Exercise instructions:
Pick out every line of the items below that contains the word "front", treating case as significant, and copy each one.

***** Data entries

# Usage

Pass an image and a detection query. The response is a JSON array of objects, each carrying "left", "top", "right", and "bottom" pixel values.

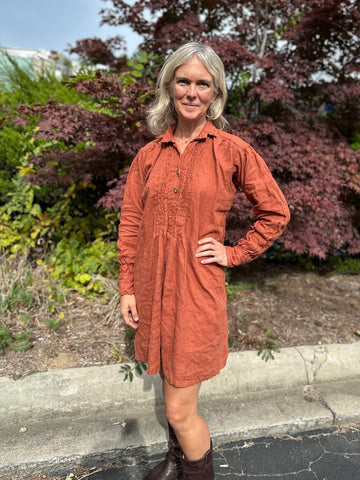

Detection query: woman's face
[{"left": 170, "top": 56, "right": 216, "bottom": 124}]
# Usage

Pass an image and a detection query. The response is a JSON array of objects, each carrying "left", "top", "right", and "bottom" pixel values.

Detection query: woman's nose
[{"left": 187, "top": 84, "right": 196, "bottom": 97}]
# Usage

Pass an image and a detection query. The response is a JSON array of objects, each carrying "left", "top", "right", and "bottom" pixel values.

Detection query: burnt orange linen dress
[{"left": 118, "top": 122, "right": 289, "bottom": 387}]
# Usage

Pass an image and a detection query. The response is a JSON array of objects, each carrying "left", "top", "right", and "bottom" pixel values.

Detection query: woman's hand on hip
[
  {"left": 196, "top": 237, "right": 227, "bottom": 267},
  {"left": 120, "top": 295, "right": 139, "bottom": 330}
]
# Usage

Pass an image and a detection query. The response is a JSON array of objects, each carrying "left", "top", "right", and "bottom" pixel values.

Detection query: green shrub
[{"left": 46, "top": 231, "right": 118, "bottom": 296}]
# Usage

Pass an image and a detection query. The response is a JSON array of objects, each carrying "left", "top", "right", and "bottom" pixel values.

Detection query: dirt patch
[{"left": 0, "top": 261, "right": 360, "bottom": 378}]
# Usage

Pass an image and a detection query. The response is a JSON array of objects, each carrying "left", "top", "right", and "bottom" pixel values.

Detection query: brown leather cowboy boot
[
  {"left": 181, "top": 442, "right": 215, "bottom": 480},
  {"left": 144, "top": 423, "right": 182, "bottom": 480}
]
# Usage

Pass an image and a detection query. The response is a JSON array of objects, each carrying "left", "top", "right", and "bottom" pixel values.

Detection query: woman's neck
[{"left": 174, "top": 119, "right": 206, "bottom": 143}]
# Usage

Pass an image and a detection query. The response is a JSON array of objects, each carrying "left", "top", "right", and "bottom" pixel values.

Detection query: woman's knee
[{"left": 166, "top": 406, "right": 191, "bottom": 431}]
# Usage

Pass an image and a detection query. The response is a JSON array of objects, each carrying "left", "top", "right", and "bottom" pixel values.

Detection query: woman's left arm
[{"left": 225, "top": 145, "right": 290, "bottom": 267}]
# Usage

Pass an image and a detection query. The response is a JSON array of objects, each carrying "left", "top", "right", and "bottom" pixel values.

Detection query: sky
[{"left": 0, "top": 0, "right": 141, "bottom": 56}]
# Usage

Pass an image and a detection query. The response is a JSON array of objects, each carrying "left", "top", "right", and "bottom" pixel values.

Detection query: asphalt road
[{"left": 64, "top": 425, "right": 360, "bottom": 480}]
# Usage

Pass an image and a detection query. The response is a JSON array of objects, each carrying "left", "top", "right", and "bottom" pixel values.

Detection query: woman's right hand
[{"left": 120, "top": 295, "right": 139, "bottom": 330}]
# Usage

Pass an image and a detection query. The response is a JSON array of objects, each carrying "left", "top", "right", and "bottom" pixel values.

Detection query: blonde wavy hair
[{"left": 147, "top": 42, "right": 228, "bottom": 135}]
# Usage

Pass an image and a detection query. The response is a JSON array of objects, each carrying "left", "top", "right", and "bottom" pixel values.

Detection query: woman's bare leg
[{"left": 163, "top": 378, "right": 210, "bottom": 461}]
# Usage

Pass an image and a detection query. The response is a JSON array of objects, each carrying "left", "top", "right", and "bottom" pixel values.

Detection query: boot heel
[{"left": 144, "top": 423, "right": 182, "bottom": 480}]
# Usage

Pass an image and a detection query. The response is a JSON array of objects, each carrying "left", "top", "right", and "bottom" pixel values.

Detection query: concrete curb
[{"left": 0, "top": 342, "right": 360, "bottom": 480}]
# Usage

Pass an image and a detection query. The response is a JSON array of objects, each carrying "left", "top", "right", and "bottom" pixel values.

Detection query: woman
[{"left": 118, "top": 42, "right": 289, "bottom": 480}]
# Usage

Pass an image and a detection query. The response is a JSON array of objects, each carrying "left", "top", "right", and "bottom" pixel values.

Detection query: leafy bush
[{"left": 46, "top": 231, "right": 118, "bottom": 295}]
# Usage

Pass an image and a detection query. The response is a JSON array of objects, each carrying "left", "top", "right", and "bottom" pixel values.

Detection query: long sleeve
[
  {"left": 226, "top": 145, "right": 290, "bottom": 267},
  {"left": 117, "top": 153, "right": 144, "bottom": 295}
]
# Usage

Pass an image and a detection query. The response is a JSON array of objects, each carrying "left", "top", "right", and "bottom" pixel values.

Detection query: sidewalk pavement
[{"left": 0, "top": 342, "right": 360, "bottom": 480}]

**********
***** Data entries

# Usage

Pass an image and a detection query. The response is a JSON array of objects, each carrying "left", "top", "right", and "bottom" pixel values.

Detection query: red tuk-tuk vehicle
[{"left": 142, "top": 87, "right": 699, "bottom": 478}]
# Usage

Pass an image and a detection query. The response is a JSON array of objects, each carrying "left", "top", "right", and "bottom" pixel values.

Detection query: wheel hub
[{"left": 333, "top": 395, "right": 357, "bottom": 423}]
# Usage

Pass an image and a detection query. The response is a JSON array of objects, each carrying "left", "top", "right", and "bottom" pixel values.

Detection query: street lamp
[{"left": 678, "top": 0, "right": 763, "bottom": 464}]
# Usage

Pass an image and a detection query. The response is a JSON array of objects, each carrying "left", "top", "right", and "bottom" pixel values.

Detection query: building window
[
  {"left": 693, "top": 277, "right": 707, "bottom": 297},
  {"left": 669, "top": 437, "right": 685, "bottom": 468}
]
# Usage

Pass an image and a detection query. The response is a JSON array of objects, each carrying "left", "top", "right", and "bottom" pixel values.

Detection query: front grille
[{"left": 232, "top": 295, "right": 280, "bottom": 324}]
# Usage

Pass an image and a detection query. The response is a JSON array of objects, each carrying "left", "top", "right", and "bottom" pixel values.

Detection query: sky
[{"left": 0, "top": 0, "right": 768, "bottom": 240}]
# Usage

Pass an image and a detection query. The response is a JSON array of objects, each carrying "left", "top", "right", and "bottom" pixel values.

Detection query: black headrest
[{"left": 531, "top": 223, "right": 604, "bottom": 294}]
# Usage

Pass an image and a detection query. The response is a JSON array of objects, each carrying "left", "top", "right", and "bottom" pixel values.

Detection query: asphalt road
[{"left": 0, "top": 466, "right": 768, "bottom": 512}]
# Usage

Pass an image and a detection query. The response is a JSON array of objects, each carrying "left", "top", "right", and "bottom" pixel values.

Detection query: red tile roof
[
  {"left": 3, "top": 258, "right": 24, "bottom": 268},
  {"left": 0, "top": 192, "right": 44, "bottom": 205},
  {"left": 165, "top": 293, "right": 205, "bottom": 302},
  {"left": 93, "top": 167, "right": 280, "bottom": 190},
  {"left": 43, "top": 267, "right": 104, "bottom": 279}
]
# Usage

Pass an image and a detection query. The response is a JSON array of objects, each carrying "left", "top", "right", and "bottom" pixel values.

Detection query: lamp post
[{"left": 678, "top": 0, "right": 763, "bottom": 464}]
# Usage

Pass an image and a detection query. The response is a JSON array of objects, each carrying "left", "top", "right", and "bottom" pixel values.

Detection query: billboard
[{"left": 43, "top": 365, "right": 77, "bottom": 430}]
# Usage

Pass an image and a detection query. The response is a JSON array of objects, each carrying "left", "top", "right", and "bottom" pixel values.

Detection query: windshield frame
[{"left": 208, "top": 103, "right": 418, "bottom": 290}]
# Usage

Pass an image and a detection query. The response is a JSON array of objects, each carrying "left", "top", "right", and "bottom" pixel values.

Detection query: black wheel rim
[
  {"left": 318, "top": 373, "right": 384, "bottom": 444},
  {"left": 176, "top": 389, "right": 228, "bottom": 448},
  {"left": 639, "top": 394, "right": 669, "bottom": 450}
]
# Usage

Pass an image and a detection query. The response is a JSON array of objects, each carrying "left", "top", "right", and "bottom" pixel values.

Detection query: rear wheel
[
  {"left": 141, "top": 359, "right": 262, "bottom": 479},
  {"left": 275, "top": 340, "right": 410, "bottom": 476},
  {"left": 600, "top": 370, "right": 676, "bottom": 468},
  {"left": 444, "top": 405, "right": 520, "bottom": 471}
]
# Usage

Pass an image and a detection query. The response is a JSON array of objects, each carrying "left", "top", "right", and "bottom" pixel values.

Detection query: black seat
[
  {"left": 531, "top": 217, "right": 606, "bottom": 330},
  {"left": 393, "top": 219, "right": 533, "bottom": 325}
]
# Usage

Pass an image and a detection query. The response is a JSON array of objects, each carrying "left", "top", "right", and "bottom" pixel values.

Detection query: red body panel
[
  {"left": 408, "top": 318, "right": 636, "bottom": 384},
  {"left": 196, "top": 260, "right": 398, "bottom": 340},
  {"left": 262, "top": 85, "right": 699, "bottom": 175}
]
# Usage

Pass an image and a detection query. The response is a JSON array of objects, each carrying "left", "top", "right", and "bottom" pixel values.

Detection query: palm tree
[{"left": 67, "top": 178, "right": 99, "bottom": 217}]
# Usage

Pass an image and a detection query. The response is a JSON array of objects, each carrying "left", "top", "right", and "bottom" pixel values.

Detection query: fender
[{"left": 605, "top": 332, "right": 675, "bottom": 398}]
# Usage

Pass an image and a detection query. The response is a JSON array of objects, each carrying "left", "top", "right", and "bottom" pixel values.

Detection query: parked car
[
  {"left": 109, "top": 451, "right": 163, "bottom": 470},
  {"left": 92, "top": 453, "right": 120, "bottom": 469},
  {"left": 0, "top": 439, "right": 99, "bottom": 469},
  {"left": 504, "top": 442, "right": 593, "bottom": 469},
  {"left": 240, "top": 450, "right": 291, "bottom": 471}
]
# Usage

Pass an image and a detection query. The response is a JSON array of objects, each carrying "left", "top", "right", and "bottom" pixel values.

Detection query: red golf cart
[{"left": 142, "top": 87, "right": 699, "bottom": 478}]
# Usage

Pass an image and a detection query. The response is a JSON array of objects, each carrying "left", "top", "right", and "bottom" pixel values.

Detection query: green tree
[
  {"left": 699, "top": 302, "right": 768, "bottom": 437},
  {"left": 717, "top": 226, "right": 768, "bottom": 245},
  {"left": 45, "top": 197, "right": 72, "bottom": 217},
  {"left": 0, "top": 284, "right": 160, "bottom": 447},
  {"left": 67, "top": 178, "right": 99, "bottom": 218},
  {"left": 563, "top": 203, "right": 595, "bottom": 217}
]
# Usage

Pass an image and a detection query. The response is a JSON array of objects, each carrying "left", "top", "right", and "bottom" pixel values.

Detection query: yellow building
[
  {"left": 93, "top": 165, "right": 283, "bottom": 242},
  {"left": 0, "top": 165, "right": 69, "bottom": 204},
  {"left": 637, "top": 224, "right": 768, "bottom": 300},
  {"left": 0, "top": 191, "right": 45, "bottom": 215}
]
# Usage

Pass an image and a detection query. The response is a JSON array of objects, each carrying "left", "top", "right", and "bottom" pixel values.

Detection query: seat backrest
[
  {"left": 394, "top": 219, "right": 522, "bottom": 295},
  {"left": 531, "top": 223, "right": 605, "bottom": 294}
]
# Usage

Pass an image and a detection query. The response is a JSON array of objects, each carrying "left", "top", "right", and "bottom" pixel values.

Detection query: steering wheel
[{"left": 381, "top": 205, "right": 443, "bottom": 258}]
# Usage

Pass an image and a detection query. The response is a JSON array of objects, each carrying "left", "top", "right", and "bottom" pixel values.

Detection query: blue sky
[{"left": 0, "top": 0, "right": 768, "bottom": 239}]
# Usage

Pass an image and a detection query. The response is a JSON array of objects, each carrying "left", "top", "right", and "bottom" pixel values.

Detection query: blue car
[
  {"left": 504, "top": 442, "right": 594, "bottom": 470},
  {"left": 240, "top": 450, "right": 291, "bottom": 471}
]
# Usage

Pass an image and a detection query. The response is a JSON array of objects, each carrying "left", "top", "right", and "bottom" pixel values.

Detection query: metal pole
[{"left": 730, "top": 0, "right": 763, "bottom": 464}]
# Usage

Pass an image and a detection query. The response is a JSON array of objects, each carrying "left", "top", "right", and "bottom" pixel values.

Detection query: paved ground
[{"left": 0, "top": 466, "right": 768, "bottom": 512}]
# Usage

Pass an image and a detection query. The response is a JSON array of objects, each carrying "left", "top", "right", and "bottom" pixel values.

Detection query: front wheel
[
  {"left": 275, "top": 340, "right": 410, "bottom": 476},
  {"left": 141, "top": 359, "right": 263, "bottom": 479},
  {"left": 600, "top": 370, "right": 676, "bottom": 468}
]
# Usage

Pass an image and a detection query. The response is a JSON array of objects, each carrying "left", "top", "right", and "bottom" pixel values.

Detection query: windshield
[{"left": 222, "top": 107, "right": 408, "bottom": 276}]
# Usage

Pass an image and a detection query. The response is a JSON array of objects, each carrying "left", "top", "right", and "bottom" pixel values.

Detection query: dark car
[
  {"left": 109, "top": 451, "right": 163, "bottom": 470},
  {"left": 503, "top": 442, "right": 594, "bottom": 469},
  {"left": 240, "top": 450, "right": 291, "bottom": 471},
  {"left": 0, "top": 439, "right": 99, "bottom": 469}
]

**********

Solution for this problem:
Detection query: front grille
Detection query: front wheel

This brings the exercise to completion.